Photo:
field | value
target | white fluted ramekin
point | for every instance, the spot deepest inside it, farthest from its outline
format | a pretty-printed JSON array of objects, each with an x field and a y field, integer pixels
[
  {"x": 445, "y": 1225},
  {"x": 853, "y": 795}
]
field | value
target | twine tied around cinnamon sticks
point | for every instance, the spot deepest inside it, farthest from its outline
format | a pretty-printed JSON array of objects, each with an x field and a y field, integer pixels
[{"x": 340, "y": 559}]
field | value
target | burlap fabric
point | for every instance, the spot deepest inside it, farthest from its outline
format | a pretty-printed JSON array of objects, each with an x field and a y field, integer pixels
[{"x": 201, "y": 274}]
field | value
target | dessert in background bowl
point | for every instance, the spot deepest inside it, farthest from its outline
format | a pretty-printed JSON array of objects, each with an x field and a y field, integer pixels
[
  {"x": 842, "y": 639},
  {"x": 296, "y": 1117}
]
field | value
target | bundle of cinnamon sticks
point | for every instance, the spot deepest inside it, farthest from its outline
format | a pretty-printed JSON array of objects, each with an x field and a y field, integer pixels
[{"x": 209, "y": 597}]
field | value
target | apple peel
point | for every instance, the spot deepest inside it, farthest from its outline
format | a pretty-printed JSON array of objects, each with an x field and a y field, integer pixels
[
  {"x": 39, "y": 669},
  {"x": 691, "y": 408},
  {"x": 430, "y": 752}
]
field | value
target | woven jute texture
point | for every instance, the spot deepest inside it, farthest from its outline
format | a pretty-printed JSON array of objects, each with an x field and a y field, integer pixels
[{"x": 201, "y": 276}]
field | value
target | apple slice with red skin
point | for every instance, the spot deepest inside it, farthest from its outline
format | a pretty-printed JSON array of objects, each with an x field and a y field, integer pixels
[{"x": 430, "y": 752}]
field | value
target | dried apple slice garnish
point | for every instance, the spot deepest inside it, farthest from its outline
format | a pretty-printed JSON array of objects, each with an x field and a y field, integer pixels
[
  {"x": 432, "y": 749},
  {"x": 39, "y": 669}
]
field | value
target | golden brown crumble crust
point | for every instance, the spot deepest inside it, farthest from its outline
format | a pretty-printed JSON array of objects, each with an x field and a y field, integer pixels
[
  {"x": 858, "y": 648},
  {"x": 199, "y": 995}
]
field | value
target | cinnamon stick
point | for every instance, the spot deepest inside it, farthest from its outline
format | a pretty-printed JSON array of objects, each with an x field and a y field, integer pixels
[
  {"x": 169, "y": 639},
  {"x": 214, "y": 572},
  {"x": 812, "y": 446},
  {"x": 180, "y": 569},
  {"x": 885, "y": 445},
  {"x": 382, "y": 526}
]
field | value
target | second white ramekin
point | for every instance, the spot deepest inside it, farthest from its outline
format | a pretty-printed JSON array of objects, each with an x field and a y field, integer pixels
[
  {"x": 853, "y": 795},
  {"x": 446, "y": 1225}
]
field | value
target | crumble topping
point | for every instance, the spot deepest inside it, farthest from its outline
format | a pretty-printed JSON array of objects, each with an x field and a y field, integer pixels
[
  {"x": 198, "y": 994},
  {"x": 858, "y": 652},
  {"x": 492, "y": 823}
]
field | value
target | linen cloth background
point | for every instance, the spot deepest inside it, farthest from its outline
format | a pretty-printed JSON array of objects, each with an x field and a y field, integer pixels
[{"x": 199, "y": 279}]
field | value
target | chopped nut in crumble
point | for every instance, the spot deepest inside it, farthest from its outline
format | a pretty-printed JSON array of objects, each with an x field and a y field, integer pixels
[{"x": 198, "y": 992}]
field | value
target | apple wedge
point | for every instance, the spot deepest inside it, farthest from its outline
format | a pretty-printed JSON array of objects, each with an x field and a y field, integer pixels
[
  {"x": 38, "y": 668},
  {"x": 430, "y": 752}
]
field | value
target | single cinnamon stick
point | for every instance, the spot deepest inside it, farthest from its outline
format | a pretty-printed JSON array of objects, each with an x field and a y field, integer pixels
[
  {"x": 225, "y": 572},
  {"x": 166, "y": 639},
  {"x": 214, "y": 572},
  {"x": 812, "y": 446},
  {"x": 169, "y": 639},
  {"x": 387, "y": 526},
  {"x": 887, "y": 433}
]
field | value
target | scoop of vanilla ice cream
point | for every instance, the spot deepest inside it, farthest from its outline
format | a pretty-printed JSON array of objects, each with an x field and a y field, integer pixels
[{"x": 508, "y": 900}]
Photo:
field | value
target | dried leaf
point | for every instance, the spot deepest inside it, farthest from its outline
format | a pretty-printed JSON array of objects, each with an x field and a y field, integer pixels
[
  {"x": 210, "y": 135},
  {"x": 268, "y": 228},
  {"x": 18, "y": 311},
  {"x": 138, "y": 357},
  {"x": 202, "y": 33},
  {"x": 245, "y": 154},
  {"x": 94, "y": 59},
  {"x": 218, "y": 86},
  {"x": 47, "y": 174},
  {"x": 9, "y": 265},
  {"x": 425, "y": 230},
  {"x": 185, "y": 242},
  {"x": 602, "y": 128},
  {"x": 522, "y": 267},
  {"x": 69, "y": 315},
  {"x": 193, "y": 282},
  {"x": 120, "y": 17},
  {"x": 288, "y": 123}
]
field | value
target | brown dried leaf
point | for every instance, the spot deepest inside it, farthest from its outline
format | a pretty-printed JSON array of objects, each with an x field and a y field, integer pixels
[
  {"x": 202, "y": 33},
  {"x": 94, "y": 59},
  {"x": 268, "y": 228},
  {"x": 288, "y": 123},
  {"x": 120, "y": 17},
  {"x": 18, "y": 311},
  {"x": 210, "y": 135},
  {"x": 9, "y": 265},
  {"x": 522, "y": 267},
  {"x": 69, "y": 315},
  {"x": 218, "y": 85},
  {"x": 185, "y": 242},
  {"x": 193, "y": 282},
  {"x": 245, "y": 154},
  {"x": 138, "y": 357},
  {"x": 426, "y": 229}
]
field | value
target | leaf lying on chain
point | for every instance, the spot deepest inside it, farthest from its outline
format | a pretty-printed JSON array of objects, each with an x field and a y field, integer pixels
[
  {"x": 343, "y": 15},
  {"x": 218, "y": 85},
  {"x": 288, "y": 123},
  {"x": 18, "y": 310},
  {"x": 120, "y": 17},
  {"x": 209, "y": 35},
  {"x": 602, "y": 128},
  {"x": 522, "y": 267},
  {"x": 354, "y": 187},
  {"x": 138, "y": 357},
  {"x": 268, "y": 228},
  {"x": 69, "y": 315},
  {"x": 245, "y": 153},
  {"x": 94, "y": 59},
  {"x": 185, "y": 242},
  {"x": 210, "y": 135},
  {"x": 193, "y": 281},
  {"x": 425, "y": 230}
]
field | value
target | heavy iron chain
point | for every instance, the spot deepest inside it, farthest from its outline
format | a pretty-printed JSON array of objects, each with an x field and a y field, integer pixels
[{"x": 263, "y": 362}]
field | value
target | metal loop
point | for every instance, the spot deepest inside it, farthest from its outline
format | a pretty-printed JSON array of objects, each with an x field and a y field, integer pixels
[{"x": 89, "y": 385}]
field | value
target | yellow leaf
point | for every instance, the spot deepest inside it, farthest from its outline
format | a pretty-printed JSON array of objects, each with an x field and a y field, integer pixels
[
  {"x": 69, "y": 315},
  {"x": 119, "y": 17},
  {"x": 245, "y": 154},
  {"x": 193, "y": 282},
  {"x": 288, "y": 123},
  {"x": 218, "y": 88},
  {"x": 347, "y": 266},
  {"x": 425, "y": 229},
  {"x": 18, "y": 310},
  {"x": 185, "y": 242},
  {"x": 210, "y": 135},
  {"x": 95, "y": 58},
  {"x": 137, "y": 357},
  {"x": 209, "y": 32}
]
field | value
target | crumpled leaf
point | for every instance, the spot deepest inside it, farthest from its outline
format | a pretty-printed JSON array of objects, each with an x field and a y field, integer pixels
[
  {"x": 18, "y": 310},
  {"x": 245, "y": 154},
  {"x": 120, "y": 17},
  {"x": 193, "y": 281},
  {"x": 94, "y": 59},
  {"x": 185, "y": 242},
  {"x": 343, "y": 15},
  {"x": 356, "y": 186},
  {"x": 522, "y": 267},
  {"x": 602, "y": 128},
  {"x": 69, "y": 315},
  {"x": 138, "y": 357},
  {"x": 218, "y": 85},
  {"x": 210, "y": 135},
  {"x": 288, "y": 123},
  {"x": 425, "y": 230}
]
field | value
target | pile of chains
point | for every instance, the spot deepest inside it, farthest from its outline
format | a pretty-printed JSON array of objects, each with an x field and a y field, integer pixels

━━━━━━━━━━━━━━━━━━━━━━━━━━━━━━

Work instructions.
Extract each line of the items above that contains the word "ramekin", matching case exactly.

The solution.
target | white fluted ramekin
target | second white ramekin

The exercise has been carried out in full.